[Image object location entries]
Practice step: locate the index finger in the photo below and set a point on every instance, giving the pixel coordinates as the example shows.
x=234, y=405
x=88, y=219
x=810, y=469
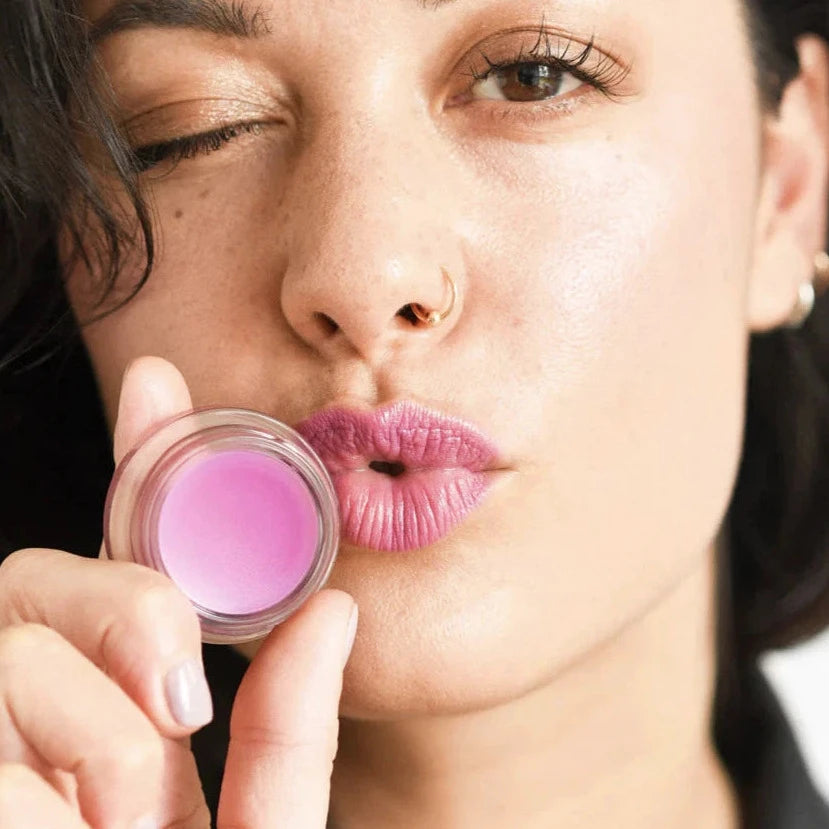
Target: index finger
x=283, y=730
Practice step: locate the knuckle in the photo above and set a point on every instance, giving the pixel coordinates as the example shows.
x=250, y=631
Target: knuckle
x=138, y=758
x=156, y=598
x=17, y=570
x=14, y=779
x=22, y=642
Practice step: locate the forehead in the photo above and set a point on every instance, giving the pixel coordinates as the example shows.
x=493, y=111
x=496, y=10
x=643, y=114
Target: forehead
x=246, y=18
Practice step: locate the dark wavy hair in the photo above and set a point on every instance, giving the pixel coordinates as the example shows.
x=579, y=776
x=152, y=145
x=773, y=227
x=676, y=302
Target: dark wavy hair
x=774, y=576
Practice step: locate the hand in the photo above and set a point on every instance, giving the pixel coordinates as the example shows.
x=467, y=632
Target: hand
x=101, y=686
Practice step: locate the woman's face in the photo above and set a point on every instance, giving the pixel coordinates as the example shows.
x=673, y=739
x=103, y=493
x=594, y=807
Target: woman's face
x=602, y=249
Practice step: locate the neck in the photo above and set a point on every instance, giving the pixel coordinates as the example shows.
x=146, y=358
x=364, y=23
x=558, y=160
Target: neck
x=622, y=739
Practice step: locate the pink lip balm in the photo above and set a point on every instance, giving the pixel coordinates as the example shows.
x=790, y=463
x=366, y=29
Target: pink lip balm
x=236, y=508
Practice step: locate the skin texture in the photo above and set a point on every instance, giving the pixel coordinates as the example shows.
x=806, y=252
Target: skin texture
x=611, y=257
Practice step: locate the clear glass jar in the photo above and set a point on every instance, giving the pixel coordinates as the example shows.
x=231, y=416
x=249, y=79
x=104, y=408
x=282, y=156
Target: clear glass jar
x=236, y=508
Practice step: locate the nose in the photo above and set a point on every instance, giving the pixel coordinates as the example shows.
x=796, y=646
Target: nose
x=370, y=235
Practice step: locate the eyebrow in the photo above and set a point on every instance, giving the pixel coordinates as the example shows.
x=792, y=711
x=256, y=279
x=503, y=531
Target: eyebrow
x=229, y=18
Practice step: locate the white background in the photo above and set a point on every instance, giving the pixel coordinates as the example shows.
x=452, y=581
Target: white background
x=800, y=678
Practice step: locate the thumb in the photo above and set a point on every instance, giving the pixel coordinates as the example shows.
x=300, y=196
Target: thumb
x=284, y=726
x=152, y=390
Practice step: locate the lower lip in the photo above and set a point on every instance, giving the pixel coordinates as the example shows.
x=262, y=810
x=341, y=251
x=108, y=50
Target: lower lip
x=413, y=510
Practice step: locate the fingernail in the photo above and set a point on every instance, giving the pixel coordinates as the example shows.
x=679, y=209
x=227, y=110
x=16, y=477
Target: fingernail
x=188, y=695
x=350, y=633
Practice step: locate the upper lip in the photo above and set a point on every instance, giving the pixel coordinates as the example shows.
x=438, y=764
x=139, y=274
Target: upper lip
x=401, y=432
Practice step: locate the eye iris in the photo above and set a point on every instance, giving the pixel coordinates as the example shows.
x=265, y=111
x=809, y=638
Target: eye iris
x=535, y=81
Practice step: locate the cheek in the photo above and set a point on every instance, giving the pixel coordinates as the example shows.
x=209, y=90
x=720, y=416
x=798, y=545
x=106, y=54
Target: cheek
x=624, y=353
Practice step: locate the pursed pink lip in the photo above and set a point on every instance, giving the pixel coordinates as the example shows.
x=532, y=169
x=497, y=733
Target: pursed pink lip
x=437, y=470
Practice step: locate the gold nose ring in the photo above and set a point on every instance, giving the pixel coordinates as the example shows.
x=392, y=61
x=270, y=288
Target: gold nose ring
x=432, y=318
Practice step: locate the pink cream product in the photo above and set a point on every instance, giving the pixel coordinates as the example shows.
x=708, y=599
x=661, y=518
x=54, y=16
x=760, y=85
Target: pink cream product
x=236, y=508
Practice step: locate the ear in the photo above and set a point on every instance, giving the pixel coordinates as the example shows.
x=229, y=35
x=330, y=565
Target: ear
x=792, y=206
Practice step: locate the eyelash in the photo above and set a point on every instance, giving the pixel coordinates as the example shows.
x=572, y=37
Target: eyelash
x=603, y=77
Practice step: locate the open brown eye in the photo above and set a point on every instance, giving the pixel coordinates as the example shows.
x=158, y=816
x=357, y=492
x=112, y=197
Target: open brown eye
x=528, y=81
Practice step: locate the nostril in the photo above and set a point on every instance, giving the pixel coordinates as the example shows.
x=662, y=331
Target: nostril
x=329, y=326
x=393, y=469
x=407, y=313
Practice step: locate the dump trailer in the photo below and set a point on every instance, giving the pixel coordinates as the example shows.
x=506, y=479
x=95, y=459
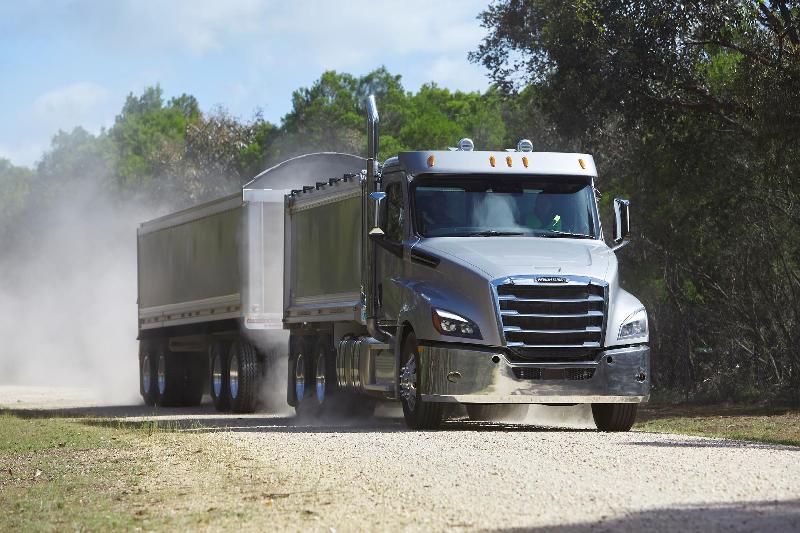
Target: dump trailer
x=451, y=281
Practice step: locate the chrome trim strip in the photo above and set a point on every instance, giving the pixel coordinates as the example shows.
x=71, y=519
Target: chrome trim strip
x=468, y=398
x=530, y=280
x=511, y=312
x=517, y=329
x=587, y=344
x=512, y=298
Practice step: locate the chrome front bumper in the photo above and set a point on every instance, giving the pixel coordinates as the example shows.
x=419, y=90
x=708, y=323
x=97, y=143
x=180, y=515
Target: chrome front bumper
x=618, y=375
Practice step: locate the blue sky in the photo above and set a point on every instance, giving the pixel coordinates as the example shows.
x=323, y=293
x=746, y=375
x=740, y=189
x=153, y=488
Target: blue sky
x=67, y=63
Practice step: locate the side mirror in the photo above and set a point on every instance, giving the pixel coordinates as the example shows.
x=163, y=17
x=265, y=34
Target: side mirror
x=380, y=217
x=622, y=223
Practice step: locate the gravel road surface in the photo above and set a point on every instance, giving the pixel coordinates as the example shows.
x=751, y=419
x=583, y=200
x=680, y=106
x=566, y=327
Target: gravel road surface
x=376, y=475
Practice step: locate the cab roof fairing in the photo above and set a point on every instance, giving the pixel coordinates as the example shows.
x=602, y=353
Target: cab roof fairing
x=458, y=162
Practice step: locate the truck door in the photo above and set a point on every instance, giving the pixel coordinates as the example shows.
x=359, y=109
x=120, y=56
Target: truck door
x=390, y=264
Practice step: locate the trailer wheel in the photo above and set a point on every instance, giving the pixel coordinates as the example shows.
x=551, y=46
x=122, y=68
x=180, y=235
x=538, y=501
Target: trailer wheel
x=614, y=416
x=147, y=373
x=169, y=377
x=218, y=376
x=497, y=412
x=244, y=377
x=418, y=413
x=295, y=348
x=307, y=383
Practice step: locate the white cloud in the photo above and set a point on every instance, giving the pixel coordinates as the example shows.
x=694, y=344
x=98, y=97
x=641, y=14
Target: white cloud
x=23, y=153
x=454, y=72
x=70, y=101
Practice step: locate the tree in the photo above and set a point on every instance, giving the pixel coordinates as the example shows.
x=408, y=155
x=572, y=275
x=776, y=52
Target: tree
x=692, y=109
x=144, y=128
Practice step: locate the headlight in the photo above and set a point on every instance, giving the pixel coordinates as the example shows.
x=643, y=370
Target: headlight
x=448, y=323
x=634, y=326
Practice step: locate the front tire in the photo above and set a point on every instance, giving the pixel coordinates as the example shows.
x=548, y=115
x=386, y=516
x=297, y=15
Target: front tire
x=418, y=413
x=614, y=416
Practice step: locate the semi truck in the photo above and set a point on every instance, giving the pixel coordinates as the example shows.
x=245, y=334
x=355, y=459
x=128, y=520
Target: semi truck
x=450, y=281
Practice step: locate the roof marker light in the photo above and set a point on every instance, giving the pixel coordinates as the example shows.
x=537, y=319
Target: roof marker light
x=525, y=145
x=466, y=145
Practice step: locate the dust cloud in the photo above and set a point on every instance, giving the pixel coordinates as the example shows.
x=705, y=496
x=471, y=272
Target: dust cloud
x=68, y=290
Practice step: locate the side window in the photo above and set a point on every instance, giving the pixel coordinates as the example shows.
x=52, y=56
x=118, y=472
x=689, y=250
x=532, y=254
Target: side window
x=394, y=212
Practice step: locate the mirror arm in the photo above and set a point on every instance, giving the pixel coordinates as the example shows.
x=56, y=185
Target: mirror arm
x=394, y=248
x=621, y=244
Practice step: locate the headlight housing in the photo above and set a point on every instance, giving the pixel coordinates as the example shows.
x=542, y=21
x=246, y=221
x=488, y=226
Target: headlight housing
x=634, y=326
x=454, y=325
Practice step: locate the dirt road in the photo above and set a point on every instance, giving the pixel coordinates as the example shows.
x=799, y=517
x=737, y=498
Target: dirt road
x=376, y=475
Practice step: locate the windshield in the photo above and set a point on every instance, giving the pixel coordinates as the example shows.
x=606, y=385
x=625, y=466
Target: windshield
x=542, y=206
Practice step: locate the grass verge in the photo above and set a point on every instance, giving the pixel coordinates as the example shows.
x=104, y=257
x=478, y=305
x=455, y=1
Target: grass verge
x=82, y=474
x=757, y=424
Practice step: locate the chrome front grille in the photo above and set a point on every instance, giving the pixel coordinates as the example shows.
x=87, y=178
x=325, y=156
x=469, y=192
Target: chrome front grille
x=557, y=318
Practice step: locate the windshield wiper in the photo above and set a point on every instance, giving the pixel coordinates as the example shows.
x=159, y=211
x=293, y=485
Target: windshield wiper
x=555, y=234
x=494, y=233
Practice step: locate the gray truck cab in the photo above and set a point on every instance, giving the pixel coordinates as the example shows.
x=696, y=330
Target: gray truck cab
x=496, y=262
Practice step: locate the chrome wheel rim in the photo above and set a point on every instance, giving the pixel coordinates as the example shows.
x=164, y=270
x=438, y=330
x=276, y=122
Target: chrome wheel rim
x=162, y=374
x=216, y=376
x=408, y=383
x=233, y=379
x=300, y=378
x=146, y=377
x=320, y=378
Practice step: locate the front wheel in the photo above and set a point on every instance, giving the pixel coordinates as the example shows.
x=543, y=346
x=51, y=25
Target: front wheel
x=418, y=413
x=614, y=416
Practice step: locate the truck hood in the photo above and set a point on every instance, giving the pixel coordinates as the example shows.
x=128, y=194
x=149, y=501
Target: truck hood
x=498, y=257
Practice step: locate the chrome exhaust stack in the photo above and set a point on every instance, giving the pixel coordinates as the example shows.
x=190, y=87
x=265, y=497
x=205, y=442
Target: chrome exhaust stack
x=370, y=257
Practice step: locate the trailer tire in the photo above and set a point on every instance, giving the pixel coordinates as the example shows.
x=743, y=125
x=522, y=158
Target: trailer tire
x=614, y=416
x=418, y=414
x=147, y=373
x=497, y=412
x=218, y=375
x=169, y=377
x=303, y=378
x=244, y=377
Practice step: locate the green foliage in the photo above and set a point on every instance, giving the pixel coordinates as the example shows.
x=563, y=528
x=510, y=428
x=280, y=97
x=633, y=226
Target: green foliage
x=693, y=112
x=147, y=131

*WHAT IS EXPECTED:*
Restate the final lines of the listing above word for word, beginning at the line that contains "Practice step: locate the chrome exhaust".

*SOLUTION:*
Practice step: locate the chrome exhaust stack in the photo above and set a point on every instance, giving the pixel coordinates as the example shows.
x=190, y=87
x=265, y=497
x=205, y=442
Target: chrome exhaust stack
x=370, y=257
Practice step: locate the trailer tire in the photo above and set a point on every instance, giving the pixel coordinates as the example shows.
x=743, y=125
x=522, y=158
Target: trailer tire
x=614, y=416
x=418, y=414
x=147, y=373
x=497, y=412
x=218, y=375
x=169, y=377
x=303, y=378
x=244, y=377
Practice step: locate the green foliage in the photo above and set a point on every instance, giving the pixel coordinates as the example shows.
x=563, y=528
x=510, y=428
x=280, y=97
x=633, y=226
Target: green foliage
x=693, y=112
x=147, y=131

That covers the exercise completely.